稲嶺恵一元知事へのインタビュー記事を、最後の文に続けて書き進めてください。

▶ 本文
● ● ●

慰霊の日を前に、稲嶺恵一元知事(87)が20日までに、本紙のインタビューに戦争体験などを振り返り、首里城地下の日本軍第32軍司令部壕の保存・公開について語った。
1943年、バンコク勤務だった父・稲嶺一郎氏(元参議院議員)と引き揚げる途中、旅客船が米軍潜水艦の魚雷攻撃に遭い、乗っていた船は沈没。貨物船に救助された。当時、「とてもアメリカにはかなわない」という印象を抱いた。日本は南洋諸島で敗戦を重ね、連合国軍が太平洋の制海権を完全に握っていった。「もしあの時に正確に戦況を分析し、改めることのできる内閣が冷静な判断をしていたら、あそこで戦争をやめていますよ」と指摘した。
戦後も人々が戦争の傷跡に苦しむ様を目の当たりにした。祖母は沖縄戦でやんばるを逃げ惑い、栄養不良と精神的・肉体的過労によって身体が不自由になっていた。サラリーマン時代、広島で被爆の後遺症に苦しむ人が身近にいた。こうした体験が戦争のない平和な世界をつくりたいという思いの原動力となり、「沖縄平和賞」創設につながった。

● ● ●

▶ データ
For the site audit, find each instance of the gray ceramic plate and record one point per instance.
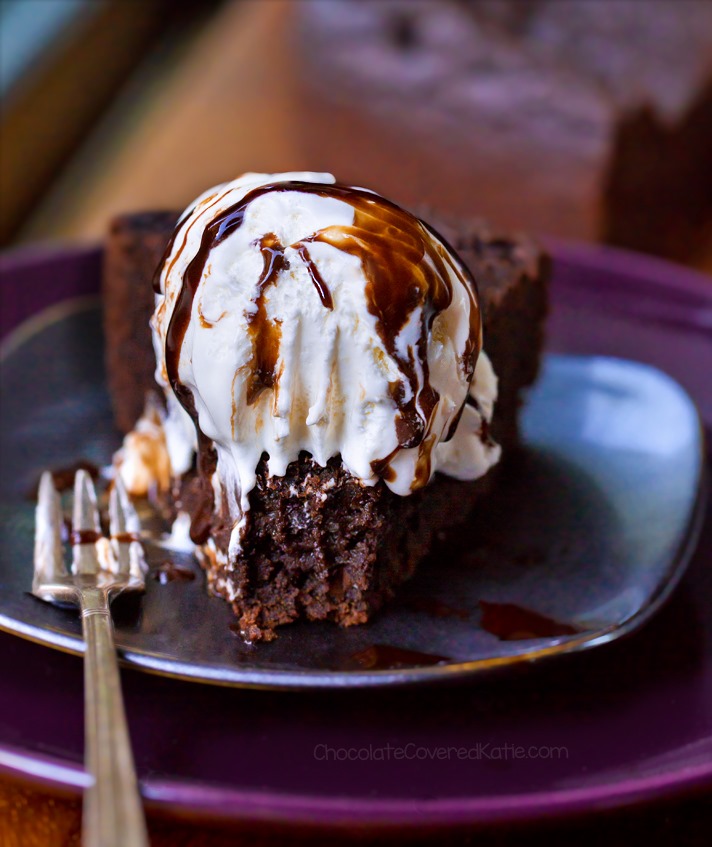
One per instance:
(588, 532)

● ● ●

▶ 回答
一方で冷戦後も戦争や対立がなくならず、大国の狭間で緊張を強いられ続けるアジアの状況に「理想と現実は違う。平和を利用する人は多いが、平和ほど難しいものはない」と痛感している。
それでも沖縄から平和への思いを世界に広げていくことが大事だと強調する。「平和への思いを持った人が増える分だけ戦争や紛争は減っていく。32軍壕の保存・公開もそれに寄与すると期待している」
(中村万里子)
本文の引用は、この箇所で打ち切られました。